# To do
Word for word, restate all of the records.

=== Working data ===

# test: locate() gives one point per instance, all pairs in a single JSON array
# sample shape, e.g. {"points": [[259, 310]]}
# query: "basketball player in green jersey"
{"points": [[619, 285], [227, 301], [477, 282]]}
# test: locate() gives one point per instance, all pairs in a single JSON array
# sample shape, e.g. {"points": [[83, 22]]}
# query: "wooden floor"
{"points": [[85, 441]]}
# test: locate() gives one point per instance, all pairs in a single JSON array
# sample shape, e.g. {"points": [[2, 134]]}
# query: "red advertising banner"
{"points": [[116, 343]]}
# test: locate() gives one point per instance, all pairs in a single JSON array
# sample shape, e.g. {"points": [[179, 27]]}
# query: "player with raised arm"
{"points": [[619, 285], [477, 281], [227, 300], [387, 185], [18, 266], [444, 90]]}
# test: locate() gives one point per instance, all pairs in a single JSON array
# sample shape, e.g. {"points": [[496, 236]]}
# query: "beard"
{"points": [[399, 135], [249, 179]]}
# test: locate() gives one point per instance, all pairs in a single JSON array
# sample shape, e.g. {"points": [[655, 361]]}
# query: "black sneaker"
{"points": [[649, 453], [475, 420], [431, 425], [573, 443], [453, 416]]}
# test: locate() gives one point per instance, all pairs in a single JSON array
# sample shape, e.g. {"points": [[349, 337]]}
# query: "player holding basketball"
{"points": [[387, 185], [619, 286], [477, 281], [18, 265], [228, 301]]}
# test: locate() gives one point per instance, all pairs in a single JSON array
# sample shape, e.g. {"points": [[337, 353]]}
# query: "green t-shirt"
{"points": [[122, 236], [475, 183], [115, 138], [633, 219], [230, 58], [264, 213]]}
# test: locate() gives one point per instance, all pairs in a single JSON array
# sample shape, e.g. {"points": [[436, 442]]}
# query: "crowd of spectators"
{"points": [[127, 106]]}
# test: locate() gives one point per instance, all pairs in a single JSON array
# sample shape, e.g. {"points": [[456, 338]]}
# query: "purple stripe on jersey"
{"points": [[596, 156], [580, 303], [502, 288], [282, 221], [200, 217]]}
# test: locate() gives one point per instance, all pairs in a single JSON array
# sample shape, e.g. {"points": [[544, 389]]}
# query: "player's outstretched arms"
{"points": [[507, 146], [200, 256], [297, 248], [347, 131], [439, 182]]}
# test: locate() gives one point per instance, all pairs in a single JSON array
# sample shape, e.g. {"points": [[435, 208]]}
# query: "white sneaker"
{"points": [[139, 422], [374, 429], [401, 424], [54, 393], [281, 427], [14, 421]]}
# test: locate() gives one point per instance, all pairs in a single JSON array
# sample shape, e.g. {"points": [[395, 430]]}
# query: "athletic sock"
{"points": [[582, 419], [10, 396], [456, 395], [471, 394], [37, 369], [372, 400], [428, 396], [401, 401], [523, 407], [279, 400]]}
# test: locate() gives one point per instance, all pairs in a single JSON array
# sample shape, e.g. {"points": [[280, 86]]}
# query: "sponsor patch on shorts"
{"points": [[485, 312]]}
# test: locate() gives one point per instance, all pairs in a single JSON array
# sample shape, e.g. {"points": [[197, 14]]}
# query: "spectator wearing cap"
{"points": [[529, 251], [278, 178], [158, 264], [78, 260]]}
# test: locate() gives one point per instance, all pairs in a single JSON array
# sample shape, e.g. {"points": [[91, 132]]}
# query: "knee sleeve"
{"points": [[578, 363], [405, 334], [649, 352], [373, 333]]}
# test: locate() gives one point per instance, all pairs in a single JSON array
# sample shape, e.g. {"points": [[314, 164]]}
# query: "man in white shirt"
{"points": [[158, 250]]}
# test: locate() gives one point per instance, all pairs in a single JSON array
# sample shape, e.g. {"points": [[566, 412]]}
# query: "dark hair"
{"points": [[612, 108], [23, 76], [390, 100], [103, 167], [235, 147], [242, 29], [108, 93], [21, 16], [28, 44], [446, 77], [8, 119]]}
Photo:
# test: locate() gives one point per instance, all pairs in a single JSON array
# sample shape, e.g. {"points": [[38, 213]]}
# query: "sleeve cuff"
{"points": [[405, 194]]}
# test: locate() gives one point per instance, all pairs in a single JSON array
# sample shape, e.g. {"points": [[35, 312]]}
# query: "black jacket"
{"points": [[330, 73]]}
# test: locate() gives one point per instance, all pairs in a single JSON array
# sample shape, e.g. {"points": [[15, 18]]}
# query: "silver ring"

===

# Written reply
# test: locate() gives one point per instance, all pairs in a single JSON array
# sample shape, e.g. {"points": [[259, 310]]}
# query: "basketball player in green jersey"
{"points": [[619, 285], [227, 301], [477, 282]]}
# test: locate() gives one point per instance, all pairs in a single JSON array
# sample shape, e.g. {"points": [[83, 22]]}
# query: "wooden floor"
{"points": [[85, 441]]}
# test: locate() gives one point per instance, all pairs in a single JSON array
# sample shape, e.g. {"points": [[2, 134]]}
# query: "red advertising banner"
{"points": [[116, 343]]}
# test: locate() gives one point per instance, all pairs in a single JSON array
# sample shape, e.g. {"points": [[179, 27]]}
# query: "player with raised arm"
{"points": [[619, 285], [477, 281], [227, 300], [387, 185], [18, 266], [444, 90]]}
# test: locate() gives one point per instance, all pairs in a single JSON array
# sample shape, e.g. {"points": [[496, 236]]}
# query: "beard"
{"points": [[399, 135], [249, 179]]}
# test: locate() gives one point per instance, all pairs in a single JSON array
# sample shape, e.g. {"points": [[655, 361]]}
# query: "black sneaker"
{"points": [[649, 453], [475, 420], [431, 425], [573, 443], [453, 416]]}
# test: locate() gives one point per instance, all pairs in a single JSON array
# sample shape, e.g. {"points": [[349, 337]]}
# query: "player holding basketball"
{"points": [[387, 185], [619, 286], [477, 281], [18, 265], [228, 301]]}
# test: locate() gives one point per instance, all pairs in a single JSON array
# sample shape, e.g. {"points": [[337, 353]]}
# query: "green t-shirt"
{"points": [[122, 236], [475, 183], [115, 138], [633, 219], [230, 58], [264, 213]]}
# test: locate() gives one point per instance, all pairs in a single JSON array
# sample shape, e.g. {"points": [[436, 442]]}
# query: "crowd of spectators"
{"points": [[127, 106]]}
# test: locate() gives one point per instance, all pairs in a single JSON array
# sample shape, e.g. {"points": [[456, 338]]}
# query: "purple stripe on jersey"
{"points": [[596, 156], [580, 303], [502, 288], [282, 221], [200, 217]]}
# test: locate() gives one point per instance, all pairs in a single JSON array
# sample shape, e.g. {"points": [[544, 389]]}
# query: "player's outstretched arms"
{"points": [[507, 146], [200, 256], [297, 248], [347, 131], [439, 182]]}
# test: locate() gives one point per instance, all pairs in a single JSON array
# sample shape, e.g. {"points": [[435, 208]]}
# query: "white sneaker"
{"points": [[139, 422], [374, 429], [401, 424], [54, 393], [281, 427], [14, 421]]}
# test: locate() gives one point per instance, all pairs in a single JSON array
# sample shape, e.g. {"points": [[395, 430]]}
# query: "athletic sock"
{"points": [[582, 419], [10, 396], [456, 395], [471, 394], [37, 369], [372, 400], [428, 396], [401, 401], [523, 407], [279, 400]]}
# test: locate() gives one point per instance, all pairs in a single JSON array
# sample shape, e.g. {"points": [[280, 86]]}
# query: "sponsor patch on shorts"
{"points": [[485, 312]]}
# test: locate() gives one point per instance, all pairs in a single JSON array
# sample shape, e.g. {"points": [[197, 14]]}
# query: "spectator wearing cap"
{"points": [[529, 251], [278, 178], [158, 264], [78, 260]]}
# test: locate() gives one point per instance, all pairs in a single JSON array
# sample shape, e.g. {"points": [[91, 132]]}
# query: "knee sleeve"
{"points": [[578, 363], [405, 334], [649, 352], [373, 333]]}
# test: locate() gives one point per instance, all pairs in a single JSON array
# sample shape, e.g. {"points": [[314, 164]]}
# query: "man in white shirt"
{"points": [[158, 250]]}
# test: locate() gives one point per instance, all pairs in a single JSON array
# sample shape, e.g. {"points": [[566, 412]]}
# query: "dark hair"
{"points": [[612, 108], [23, 76], [390, 100], [103, 167], [235, 147], [242, 29], [108, 93], [21, 16], [28, 44], [446, 77], [8, 119]]}
Photo:
# test: locate() gives one point per instance, all pairs in a single JSON array
# sample shape, e.g. {"points": [[38, 213]]}
# query: "sleeve cuff"
{"points": [[405, 194]]}
# test: locate() gives one point per instance, all pairs in a single JSON array
# sample shape, e.g. {"points": [[35, 312]]}
# query: "black jacket"
{"points": [[330, 73]]}
# test: locate() gives one point per instance, all pairs in a single JSON array
# sample shape, e.g. {"points": [[15, 18]]}
# query: "silver ring"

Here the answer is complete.